╭─ Texto para leitura

O Cardeal Jean-Louis Pierre Tauran, que em 13 de março de 2013, foi encarregado, por ser o cardeal protonotário, de vir à varanda principal da Basílica de São Pedro proclamar o pregão “Annuntio vobis gaudium magnum, Habemus Papam” e dizer, a seguir, o nome do Cardeal Mario Georgio Bergoglio, que assumiu o nome papal de Francisco, nasceu em Bordéus, a 5 de abril de 1943, era o presidente do Pontifício Conselho para o Diálogo Inter-religioso e camerlengo da Câmara Apostólica.
O seu nome de batismo é Louis-Pierre e o prenome é Jean. Recebeu o sacramento da confirmação em 5 de junho de 1955, das mãos de Paul-Marie-André Ricchau, Arcebispo de Paris e futuro cardeal.
Estudou na Pontifícia Universidade Gregoriana, em Roma, onde se licenciou em Filosofia e Teologia e se doutorou, em 1973, em Direito Canónico, e no Instituto Católico de Toulouse. Também estudou na Pontifícia Academia Eclesiástica, em Roma. Além do francês como língua materna, falava correntemente espanhol, inglês e italiano.

╰─
╭─ Informação apresentada

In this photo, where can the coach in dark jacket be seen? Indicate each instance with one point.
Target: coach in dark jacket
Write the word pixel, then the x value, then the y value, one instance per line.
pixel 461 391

╰─

### [Tarefa atribuída 1]
Segundo o texto sobre o Cardeal Tauran, em que cidade nasceu ele?
### [Tarefa atribuída 2]
Prossiga, por favor, o texto sobre o Cardeal Tauran a partir da sua última frase.

### [Resposta 1]
Em Bordéus.

### [Resposta 2]
Ordenado presbítero, aos 26 anos, em 20 de setembro de 1969, em Bordéus, pelo Arcebispo de Bordéus Marius Maziers – não sem antes ter sido professor num colégio do Líbano, aos 21/22 anos, como forma de cumprir o serviço militar – tornou-se pároco na sua Arquidiocese, após o que ingressou no serviço diplomático da Santa Sé em 1975, passando trabalhar em definitivo para a Cúria Romana. Foi secretário da Nunciatura, na República Dominicana, entre 1975 e 1978 e secretário da Nunciatura no Líbano, entre 1979 e 1983.
Integrou o Conselho para os Assuntos Públicos da Igreja a partir de julho de 1983. Participou em missões especiais no Haiti, de 1984, e Beirute e Damasco, em 1986. Foi membro da delegação da Santa Sé para as reuniões da Conferência sobre Segurança e Cooperação Europeia, Conferência sobre o Desarmamento, em Estocolmo, na Suécia, e no Fórum Cultural em Budapeste, na Hungria, e sucessivas reuniões em Viena.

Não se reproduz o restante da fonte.